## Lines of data
┌──
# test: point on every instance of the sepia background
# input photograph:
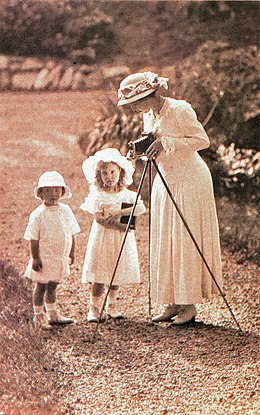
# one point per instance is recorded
(61, 63)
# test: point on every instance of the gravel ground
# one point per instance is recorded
(131, 366)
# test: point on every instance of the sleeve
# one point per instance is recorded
(194, 135)
(140, 207)
(74, 226)
(33, 228)
(94, 203)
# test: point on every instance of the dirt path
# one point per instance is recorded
(133, 367)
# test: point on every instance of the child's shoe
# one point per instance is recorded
(40, 321)
(168, 313)
(55, 317)
(112, 312)
(93, 314)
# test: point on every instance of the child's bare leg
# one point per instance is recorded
(111, 306)
(40, 319)
(53, 314)
(95, 302)
(38, 294)
(97, 289)
(50, 296)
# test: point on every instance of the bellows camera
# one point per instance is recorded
(139, 146)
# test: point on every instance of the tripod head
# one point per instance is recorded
(139, 146)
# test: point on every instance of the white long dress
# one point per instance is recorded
(104, 244)
(178, 274)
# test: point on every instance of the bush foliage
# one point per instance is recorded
(52, 28)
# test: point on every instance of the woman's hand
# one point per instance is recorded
(154, 150)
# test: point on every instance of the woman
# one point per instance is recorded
(179, 277)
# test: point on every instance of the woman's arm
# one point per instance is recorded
(191, 133)
(72, 251)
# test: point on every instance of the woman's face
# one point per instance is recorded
(142, 105)
(51, 195)
(110, 175)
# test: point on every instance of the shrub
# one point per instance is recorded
(52, 28)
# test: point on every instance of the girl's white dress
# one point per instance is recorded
(104, 244)
(53, 227)
(178, 274)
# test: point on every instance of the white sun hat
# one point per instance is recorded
(107, 155)
(139, 85)
(52, 179)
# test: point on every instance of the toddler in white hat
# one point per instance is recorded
(51, 231)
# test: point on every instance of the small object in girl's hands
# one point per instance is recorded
(125, 219)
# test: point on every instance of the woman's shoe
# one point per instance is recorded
(186, 315)
(112, 312)
(169, 312)
(41, 322)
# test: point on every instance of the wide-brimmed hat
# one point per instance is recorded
(52, 179)
(108, 155)
(139, 85)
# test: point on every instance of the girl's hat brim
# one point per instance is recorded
(67, 194)
(108, 155)
(135, 98)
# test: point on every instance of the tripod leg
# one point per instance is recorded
(123, 244)
(195, 242)
(149, 206)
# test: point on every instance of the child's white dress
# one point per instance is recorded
(54, 227)
(104, 244)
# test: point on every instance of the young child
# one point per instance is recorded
(51, 231)
(109, 174)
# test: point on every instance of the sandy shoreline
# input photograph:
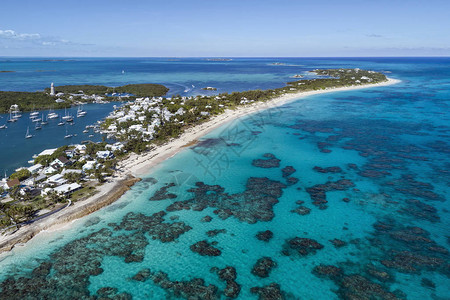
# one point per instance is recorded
└──
## Instructions for the task
Your copy should match the entries exactly, minus the pictures.

## Output of the exercise
# test: point on every instance of the sepia background
# input photograph:
# one point per instance is recorded
(61, 63)
# test: point on every instance of the gravel ground
# one point per instance is recorded
(131, 366)
# test: point on every instance of the sleeve
# one point per instance is recorded
(194, 135)
(140, 207)
(74, 226)
(33, 228)
(94, 203)
# test: point on every instance of the dirt path
# one point per instance is recorded
(133, 367)
# test: point on every instance of the child's shoe
# one point per instance is recorded
(40, 321)
(168, 313)
(55, 317)
(112, 312)
(93, 314)
# test: point on every instance of the child's bare leg
# one point per instance is recorded
(111, 306)
(40, 319)
(53, 314)
(95, 302)
(38, 294)
(97, 289)
(50, 296)
# test: point on every instance of the bellows camera
# one point per instance is recorded
(139, 146)
# test: point on every instance of the tripod head
# one point per instance is recorded
(139, 146)
# test: point on every instance of the white long dress
# one point per instance is recorded
(104, 244)
(178, 274)
# test: point on every instance of the bush foliage
# one point per instance is recorded
(52, 28)
# test: point on every instance of the woman's hand
# one point per instance is recorded
(154, 150)
# test: point on every instance of the woman
# one point per instance is recorded
(179, 277)
# test: point on every instance of the woman's arm
# one point per instance is recorded
(191, 133)
(72, 251)
# test: point on every instance of the woman's face
# one point per instance is recorded
(142, 105)
(51, 195)
(110, 175)
# test: point on every instance of the shrub
# one point per instance is recorded
(52, 28)
# test: point on every instance of the girl's white dress
# one point per instance is recorded
(104, 244)
(53, 227)
(178, 274)
# test: point on every instance of the white sun hat
# one point per instance is recorded
(107, 155)
(139, 85)
(52, 179)
# test: point on every instance of the toddler in white hat
# one point per instance is recorded
(51, 231)
# test: point on every instance of the small object in girl's hands
# one point per instance is recorded
(125, 219)
# test: point on every instance of the woman's shoe
# one point per instance is recorded
(186, 315)
(112, 312)
(169, 312)
(41, 322)
# test: point on every instance of the wide-brimmed hat
# one point per instance is recorded
(52, 179)
(108, 155)
(139, 85)
# test: point on every instance of the girl's hat brim
# one point per instance is recorded
(67, 194)
(108, 155)
(135, 98)
# test: point on every instance of the tripod leg
# one point per instance is recorded
(123, 244)
(195, 242)
(149, 206)
# test: point on every instance of the child's white dress
# one point per instance is recorded
(54, 227)
(104, 244)
# test: point on every instance of the young child
# one point per instance is recorded
(51, 231)
(109, 174)
# test: point on every instance of the sandy shoreline
# input photograph:
# one point per instance is recorded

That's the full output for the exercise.